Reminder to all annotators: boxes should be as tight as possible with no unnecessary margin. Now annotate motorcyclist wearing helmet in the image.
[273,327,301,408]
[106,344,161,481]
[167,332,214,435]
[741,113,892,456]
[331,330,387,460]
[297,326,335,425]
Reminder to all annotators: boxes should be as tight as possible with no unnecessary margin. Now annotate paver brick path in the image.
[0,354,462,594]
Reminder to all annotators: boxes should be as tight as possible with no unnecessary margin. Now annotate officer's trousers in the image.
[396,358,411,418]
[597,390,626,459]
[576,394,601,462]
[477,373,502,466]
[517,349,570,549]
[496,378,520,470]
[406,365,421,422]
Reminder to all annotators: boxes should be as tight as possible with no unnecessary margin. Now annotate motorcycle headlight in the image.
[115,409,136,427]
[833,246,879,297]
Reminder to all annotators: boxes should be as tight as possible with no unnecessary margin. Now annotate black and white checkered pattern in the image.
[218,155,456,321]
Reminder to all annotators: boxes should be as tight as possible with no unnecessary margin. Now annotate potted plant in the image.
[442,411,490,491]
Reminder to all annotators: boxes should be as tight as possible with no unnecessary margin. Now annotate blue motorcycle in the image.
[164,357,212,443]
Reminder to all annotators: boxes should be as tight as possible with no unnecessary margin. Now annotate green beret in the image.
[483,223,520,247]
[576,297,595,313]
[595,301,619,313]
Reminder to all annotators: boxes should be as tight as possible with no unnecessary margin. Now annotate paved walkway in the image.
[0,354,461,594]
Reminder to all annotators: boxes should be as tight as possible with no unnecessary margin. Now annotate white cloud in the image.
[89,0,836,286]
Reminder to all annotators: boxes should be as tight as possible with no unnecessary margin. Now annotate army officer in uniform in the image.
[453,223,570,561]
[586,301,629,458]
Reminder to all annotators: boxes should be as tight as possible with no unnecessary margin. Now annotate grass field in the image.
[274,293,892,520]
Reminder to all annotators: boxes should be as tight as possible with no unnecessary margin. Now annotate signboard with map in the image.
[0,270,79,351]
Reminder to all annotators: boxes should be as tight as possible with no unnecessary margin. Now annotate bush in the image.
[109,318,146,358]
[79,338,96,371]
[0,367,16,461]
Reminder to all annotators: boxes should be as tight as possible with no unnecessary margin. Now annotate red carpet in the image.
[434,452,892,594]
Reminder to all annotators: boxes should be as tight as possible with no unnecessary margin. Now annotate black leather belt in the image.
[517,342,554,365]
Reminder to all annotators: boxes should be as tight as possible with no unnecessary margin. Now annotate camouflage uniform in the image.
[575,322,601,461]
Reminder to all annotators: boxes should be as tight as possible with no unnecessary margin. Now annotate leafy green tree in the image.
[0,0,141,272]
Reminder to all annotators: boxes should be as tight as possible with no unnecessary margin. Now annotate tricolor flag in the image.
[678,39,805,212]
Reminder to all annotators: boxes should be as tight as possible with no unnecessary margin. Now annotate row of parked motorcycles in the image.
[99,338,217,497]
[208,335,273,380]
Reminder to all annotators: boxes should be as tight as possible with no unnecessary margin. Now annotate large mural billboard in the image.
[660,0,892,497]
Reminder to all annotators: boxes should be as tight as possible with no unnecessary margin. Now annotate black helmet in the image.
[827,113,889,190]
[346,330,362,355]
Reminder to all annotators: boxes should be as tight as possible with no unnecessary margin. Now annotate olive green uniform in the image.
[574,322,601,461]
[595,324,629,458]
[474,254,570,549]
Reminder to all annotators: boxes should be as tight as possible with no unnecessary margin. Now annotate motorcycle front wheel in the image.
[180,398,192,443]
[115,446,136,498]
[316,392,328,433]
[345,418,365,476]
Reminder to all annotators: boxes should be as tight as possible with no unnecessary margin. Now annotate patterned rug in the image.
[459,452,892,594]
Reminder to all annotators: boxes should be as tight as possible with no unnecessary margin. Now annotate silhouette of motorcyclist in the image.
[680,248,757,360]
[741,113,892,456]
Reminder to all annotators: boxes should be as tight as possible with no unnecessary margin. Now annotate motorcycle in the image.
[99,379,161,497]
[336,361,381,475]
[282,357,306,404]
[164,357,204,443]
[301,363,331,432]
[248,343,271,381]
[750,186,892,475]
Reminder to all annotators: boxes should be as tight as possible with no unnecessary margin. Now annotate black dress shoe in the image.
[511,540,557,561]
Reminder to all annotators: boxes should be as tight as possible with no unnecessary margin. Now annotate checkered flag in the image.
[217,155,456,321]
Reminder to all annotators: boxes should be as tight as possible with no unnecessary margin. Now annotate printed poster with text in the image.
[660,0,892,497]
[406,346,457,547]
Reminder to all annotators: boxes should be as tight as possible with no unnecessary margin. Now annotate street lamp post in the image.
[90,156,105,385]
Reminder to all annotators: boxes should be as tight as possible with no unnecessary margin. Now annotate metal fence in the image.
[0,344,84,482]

_WRITTEN TASK_. Pull out every line above that contains the word "white". Case counts, so skip lines where the word appears with different capitalization.

_TASK SOLUTION_.
Reminder to all annotators: boxes should be as tight as possible with no unnecessary margin. Now annotate black and white checkered pattern in the image.
Reminder to all annotators: boxes should be as tight as possible with no unnecessary margin. Now annotate white cloud in the image.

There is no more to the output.